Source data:
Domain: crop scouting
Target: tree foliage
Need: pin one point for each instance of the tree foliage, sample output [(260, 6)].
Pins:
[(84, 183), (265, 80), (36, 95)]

> [What is asked] Retype every row above line for line, changing nothing.

> [Solution to this task]
Domain: crop scouting
Target: tree foliage
Need: pin one point for each instance of the tree foliage, sample output [(260, 6)].
Pins:
[(84, 183), (265, 80), (36, 95)]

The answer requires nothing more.